# [Required task]
Repeat the material exactly as it appears.
═════ Dataset excerpts ═════
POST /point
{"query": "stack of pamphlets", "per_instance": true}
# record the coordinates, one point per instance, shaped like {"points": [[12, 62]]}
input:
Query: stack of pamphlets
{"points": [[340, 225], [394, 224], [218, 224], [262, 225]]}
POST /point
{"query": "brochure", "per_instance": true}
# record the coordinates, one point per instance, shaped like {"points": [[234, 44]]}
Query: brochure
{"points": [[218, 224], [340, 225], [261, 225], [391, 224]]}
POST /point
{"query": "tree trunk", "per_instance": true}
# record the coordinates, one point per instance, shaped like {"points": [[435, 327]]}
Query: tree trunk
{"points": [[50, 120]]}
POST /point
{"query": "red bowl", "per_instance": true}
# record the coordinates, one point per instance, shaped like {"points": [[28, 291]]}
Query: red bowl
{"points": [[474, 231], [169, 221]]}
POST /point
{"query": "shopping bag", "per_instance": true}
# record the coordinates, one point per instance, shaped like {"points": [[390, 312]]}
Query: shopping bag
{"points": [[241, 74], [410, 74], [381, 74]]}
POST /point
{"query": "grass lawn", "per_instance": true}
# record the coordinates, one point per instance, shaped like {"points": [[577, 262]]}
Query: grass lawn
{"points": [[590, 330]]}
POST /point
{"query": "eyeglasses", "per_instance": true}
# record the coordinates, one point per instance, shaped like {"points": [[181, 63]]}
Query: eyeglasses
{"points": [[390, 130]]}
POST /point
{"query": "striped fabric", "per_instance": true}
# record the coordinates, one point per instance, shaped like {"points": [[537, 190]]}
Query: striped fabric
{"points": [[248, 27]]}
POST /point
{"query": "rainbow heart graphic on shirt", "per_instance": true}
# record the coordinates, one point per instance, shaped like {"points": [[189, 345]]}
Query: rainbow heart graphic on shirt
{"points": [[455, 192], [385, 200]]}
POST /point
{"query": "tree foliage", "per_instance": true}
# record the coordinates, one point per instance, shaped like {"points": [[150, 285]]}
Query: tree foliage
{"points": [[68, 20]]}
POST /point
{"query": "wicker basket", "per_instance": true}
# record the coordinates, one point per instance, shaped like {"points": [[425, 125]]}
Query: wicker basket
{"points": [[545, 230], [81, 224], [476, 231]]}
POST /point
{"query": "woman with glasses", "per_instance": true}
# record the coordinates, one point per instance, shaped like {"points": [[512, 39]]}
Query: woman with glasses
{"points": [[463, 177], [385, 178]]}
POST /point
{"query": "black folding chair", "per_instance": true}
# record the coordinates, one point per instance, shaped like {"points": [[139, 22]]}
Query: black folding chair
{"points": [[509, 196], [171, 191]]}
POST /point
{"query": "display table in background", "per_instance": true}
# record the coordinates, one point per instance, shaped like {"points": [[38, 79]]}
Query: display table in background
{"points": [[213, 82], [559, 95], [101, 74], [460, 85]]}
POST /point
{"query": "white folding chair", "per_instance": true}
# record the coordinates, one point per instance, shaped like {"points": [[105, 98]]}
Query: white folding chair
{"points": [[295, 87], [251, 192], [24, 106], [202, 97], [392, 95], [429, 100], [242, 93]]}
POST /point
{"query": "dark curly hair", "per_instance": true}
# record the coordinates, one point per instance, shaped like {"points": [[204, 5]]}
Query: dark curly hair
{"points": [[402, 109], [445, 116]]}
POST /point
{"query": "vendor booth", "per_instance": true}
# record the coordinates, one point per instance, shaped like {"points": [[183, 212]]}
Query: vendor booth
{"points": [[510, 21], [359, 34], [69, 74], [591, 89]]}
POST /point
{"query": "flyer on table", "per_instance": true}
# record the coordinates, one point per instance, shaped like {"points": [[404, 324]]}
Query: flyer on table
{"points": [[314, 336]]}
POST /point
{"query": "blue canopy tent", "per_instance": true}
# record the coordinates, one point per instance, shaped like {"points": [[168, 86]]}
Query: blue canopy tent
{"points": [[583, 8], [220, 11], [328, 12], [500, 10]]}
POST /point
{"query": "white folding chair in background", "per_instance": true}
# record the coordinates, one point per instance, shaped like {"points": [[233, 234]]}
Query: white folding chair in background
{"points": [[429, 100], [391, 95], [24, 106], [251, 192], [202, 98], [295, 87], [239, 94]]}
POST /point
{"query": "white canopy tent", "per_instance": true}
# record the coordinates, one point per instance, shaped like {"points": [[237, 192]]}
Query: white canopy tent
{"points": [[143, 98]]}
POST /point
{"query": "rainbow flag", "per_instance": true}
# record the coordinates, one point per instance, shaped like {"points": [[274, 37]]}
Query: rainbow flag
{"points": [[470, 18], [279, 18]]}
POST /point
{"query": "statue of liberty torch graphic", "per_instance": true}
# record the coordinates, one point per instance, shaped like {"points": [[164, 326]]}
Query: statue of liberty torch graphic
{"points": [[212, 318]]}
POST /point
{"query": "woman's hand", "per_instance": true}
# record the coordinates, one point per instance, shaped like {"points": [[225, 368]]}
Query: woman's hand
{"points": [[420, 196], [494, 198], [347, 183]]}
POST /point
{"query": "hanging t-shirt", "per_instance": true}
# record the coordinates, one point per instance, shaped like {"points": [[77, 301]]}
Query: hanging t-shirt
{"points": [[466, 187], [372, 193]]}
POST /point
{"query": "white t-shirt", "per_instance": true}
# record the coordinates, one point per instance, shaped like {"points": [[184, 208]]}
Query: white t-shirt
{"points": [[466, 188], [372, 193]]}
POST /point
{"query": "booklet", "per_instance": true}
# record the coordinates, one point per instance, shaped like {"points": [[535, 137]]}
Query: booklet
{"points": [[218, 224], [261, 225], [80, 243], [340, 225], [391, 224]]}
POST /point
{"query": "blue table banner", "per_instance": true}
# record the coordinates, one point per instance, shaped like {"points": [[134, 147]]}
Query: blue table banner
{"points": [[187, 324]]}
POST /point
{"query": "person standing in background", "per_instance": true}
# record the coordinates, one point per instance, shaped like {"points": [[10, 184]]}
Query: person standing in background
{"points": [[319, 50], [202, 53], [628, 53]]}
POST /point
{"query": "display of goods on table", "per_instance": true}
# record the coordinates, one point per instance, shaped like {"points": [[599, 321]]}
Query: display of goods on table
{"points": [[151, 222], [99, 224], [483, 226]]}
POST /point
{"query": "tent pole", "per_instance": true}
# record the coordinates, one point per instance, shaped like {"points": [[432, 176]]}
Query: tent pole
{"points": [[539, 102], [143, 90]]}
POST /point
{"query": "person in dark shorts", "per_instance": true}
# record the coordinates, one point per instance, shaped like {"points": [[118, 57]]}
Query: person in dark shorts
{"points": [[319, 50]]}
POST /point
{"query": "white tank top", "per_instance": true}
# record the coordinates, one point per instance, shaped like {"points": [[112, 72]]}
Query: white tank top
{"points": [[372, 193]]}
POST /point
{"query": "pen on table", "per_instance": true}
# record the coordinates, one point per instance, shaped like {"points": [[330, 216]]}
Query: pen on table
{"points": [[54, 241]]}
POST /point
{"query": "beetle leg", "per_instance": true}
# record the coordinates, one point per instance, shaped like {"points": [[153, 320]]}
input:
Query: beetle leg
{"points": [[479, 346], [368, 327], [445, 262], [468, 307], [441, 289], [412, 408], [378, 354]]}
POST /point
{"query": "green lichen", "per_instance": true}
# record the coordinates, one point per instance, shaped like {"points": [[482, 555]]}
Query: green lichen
═════
# [Complete answer]
POST /point
{"query": "stack of pamphlets", "per_instance": true}
# record the coordinates, one point per instance, shaped like {"points": [[12, 62]]}
input:
Query: stack of pamphlets
{"points": [[340, 225], [394, 224], [218, 224], [262, 225]]}
POST /point
{"query": "brochure", "per_instance": true}
# record the coordinates, one point per instance, shaped like {"points": [[234, 44]]}
Query: brochure
{"points": [[218, 224], [340, 225], [261, 225], [391, 224]]}
POST /point
{"query": "tree trunk", "per_instance": true}
# record the coordinates, one point per instance, shaped like {"points": [[435, 327]]}
Query: tree trunk
{"points": [[50, 120]]}
POST /point
{"query": "red bowl", "per_instance": true}
# record the coordinates, one point per instance, shaped like {"points": [[28, 291]]}
Query: red bowl
{"points": [[474, 231], [169, 221]]}
POST /point
{"query": "shopping bag", "per_instance": true}
# record the coordinates, one point per instance, shaped like {"points": [[390, 312]]}
Query: shopping bag
{"points": [[241, 74], [410, 74], [381, 74]]}
POST /point
{"query": "grass lawn", "per_instance": true}
# record the coordinates, one point per instance, shaped like {"points": [[577, 262]]}
Query: grass lawn
{"points": [[590, 330]]}
POST /point
{"query": "eyeglasses", "per_instance": true}
# record the coordinates, one point per instance, shaped like {"points": [[181, 63]]}
Query: eyeglasses
{"points": [[390, 130]]}
POST /point
{"query": "striped fabric", "per_instance": true}
# record the coordinates, one point per instance, shaped like {"points": [[537, 190]]}
Query: striped fabric
{"points": [[248, 27]]}
POST /point
{"query": "rainbow heart graphic on shirt", "per_instance": true}
# record the coordinates, one point per instance, shaped like {"points": [[189, 345]]}
Query: rainbow heart graphic on shirt
{"points": [[455, 192], [385, 200]]}
POST /point
{"query": "tree foliage", "per_instance": true}
# record the coordinates, one point per instance, shaped like {"points": [[150, 285]]}
Query: tree foliage
{"points": [[68, 20]]}
POST /point
{"query": "wicker basket", "per_instance": true}
# record the coordinates, one point per instance, shaped like {"points": [[425, 125]]}
Query: wicker basket
{"points": [[545, 230], [81, 224], [476, 231]]}
POST /point
{"query": "woman with glasses", "per_instance": true}
# record the coordinates, one point per instance, shaped like {"points": [[512, 39]]}
Query: woman with glasses
{"points": [[463, 177], [385, 178]]}
POST /point
{"query": "black folding chair", "per_instance": true}
# record the coordinates, one point per instance, shaped like {"points": [[139, 22]]}
Query: black folding chair
{"points": [[509, 196], [171, 191]]}
POST /point
{"query": "display table in background", "per_instance": true}
# record the coordinates, one point per instance, shaped like {"points": [[38, 79]]}
Query: display table in background
{"points": [[213, 82], [559, 95], [101, 74], [460, 85]]}
POST /point
{"query": "white folding chair", "per_instance": true}
# record the coordinates, one point per instance, shaped like {"points": [[105, 98]]}
Query: white folding chair
{"points": [[295, 87], [251, 192], [24, 106], [202, 97], [392, 95], [429, 100], [242, 93]]}
POST /point
{"query": "dark curly hair", "per_instance": true}
# record the coordinates, one point per instance, shaped like {"points": [[204, 5]]}
Query: dark curly hair
{"points": [[402, 109], [445, 116]]}
POST /point
{"query": "vendor booth", "per_instance": true}
# record the coordinates, one point per instance, shaped like {"points": [[183, 212]]}
Query: vendor booth
{"points": [[510, 21], [359, 34], [69, 74], [591, 89]]}
POST /point
{"query": "flyer on table", "per_instance": true}
# record the coordinates, one point per instance, shaped like {"points": [[404, 324]]}
Query: flyer on table
{"points": [[314, 336]]}
POST /point
{"query": "blue canopy tent", "per_instance": true}
# record the coordinates, one point per instance, shaped like {"points": [[168, 86]]}
Query: blue canopy tent
{"points": [[583, 8], [220, 11], [328, 12], [500, 10]]}
POST /point
{"query": "white folding chair in background", "per_instance": true}
# record the coordinates, one point per instance, shaped like {"points": [[233, 234]]}
Query: white folding chair in background
{"points": [[429, 100], [391, 95], [24, 106], [251, 192], [202, 98], [295, 87], [239, 94]]}
POST /point
{"query": "white canopy tent", "per_instance": true}
# record the coordinates, one point per instance, shaped like {"points": [[237, 192]]}
Query: white canopy tent
{"points": [[143, 98]]}
POST /point
{"query": "rainbow flag", "per_instance": true}
# record the coordinates, one point per instance, shaped like {"points": [[274, 37]]}
Query: rainbow flag
{"points": [[470, 18], [279, 18]]}
POST /point
{"query": "statue of liberty torch graphic", "per_instance": true}
# record the coordinates, one point per instance, shaped like {"points": [[164, 326]]}
Query: statue of liberty torch graphic
{"points": [[212, 318]]}
POST /point
{"query": "woman's hand", "per_instance": true}
# record the coordinates, one point per instance, shaped like {"points": [[225, 368]]}
Query: woman's hand
{"points": [[420, 196], [494, 198], [347, 183]]}
POST /point
{"query": "hanging t-shirt", "per_instance": true}
# record the coordinates, one point per instance, shaped like {"points": [[77, 301]]}
Query: hanging t-shirt
{"points": [[466, 187], [372, 193]]}
POST /point
{"query": "white t-shirt", "per_instance": true}
# record the coordinates, one point per instance, shaped like {"points": [[184, 208]]}
Query: white t-shirt
{"points": [[466, 188], [372, 193]]}
POST /point
{"query": "booklet", "per_instance": true}
# record the coordinates, one point per instance, shaped like {"points": [[535, 137]]}
Query: booklet
{"points": [[218, 224], [261, 225], [80, 243], [340, 225], [391, 224]]}
POST /point
{"query": "blue table banner", "per_instance": true}
# record the coordinates, one point per instance, shaped like {"points": [[134, 147]]}
Query: blue table banner
{"points": [[187, 324]]}
POST /point
{"query": "person standing in background", "per_instance": true}
# record the coordinates, one point per instance, shaped like {"points": [[10, 184]]}
Query: person standing in background
{"points": [[319, 50], [202, 53], [628, 53]]}
POST /point
{"query": "display of goods on table", "per_instance": true}
# record the coordinates, one point per instance, shaped like {"points": [[599, 321]]}
Query: display of goods on table
{"points": [[151, 222], [99, 224], [483, 226]]}
POST /point
{"query": "tent pole", "per_instance": true}
# record the coordinates, one point per instance, shaped like {"points": [[432, 176]]}
Query: tent pole
{"points": [[539, 102], [143, 90]]}
POST /point
{"query": "person in dark shorts", "per_instance": true}
# record the coordinates, one point per instance, shaped like {"points": [[118, 57]]}
Query: person in dark shorts
{"points": [[319, 50]]}
POST /point
{"query": "white tank top", "per_instance": true}
# record the coordinates, one point per instance, shaped like {"points": [[112, 72]]}
Query: white tank top
{"points": [[372, 193]]}
POST /point
{"query": "pen on table", "per_instance": true}
# record the coordinates, one point per instance, shaped like {"points": [[330, 216]]}
Query: pen on table
{"points": [[54, 241]]}
POST /point
{"query": "beetle leg", "per_instance": true}
# record the coordinates, one point per instance, shaped like {"points": [[153, 320]]}
input:
Query: beetle leg
{"points": [[479, 346], [368, 327], [445, 262], [468, 307], [441, 289], [412, 408], [378, 354]]}
POST /point
{"query": "green lichen", "per_instance": true}
# record the coordinates, one point per instance, shaped like {"points": [[482, 555]]}
Query: green lichen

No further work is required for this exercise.